● Seitenauszug:

******

Wen wir hier in seiner ganzen Pracht sehen (und nachdem einige Leute in unserem Gedankenspiel ganz ordentlich Geld verloren hätten), ist König James VI und I.
Genau!
James VI von Schottland und – nach dem Tod von Königin Elizabeth I – James I von England. Der Mann, der ohne Krieg und Abschlachten die beiden Länder vereinte.
(Und ganz nebenbei der Erfinder von „Großbritannien“ und Designer des „Union Jack“, der die Fahnen Schottlands und Englands vereint.)
Wir ahnen bereits – der Junge, der da am 19. Juni 1566 in Edinburgh Castle das Licht der Welt erblickte – wurde zu einem wirklichen Tausendsassa.

Wobei – zu seiner Geburt hätte er eigentlich bereits tot sein müssen. Das war zumindest der Plan seines Vaters …

Und damit steigen wir mitten hinein in die höchst wechselvolle, verworrene und schwer zu begreifende Geschichte des kleinen James und seiner schottischen Heimat.

Verworren? Wechselvoll? Warum das?
Nun – nicht zuletzt wegen James‘ Mutter – der berühmten Mary Queen of Scots.

Mary war – nachdem ihr erster Mann, der französische König Francois II plötzlich verstorben war – in ihre (ihr eher unbekannte) schottische Heimat zurückgekehrt.
Hier empfing man sie als Fremde mit einer fremden Religion, denn sie war eine überzeugte Katholikin, wohingegen die meisten Schotten Protestanten waren und zwar von der rigideren Sorte.
(Ich will ihre Geschichte jetzt sehr stark kürzen, denn es geht uns ja um ihren Sohn.)

******

● Datenauszug:
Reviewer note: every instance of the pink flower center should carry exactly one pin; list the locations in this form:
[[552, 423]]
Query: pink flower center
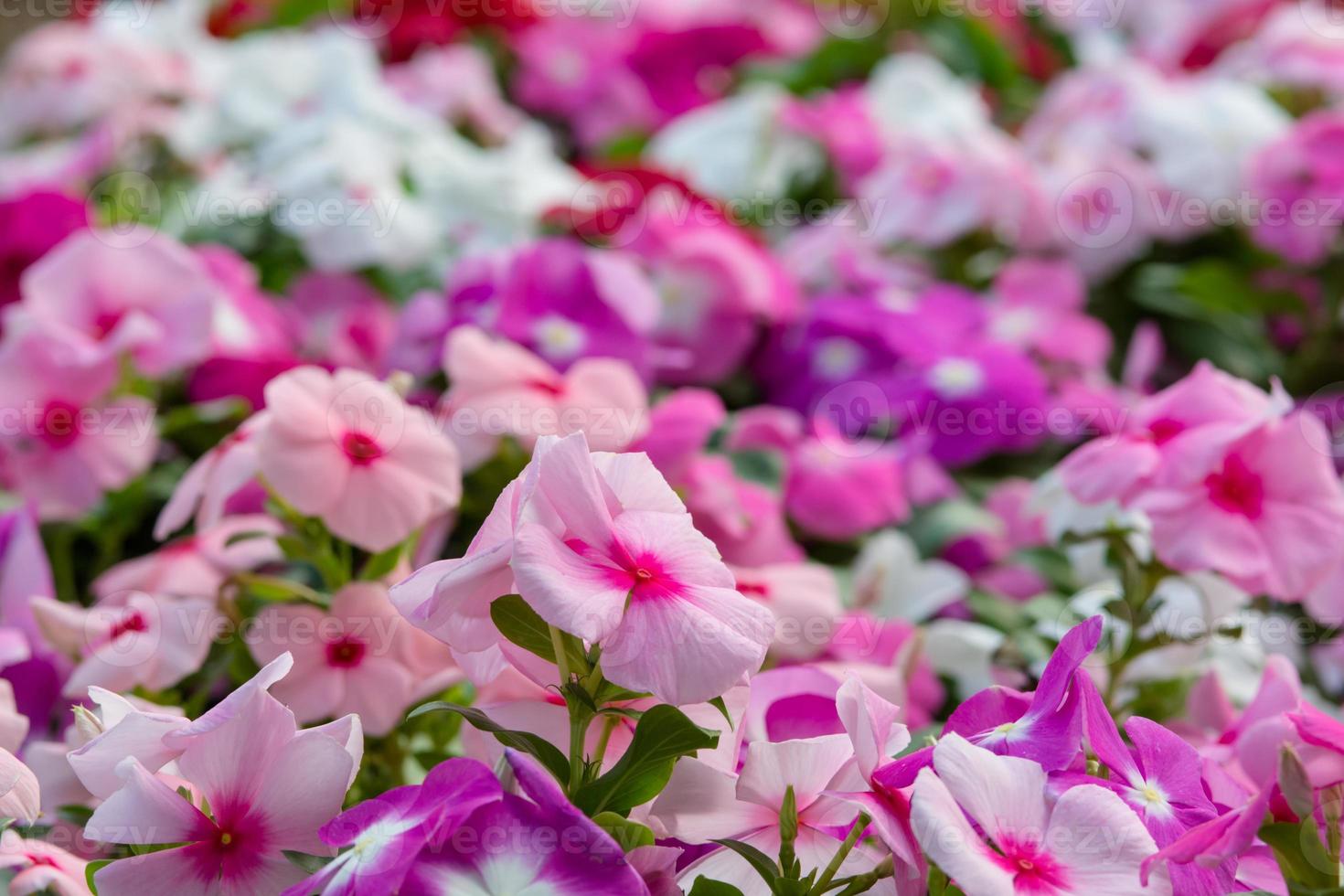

******

● Aufgaben:
[1] Wann und wo kam James laut dem Seitenauszug zur Welt?
[2] Schreib aus dem Seitenauszug den Teil heraus, der mit den Worten „James VI von“ anfängt und mit „seiner schottischen Heimat.“ aufhört.

● Lösungen:
[1] Am 19. Juni 1566 in Edinburgh Castle.

[2]
James VI von Schottland und – nach dem Tod von Königin Elizabeth I – James I von England. Der Mann, der ohne Krieg und Abschlachten die beiden Länder vereinte.
(Und ganz nebenbei der Erfinder von „Großbritannien“ und Designer des „Union Jack“, der die Fahnen Schottlands und Englands vereint.)
Wir ahnen bereits – der Junge, der da am 19. Juni 1566 in Edinburgh Castle das Licht der Welt erblickte – wurde zu einem wirklichen Tausendsassa.

Wobei – zu seiner Geburt hätte er eigentlich bereits tot sein müssen. Das war zumindest der Plan seines Vaters …

Und damit steigen wir mitten hinein in die höchst wechselvolle, verworrene und schwer zu begreifende Geschichte des kleinen James und seiner schottischen Heimat.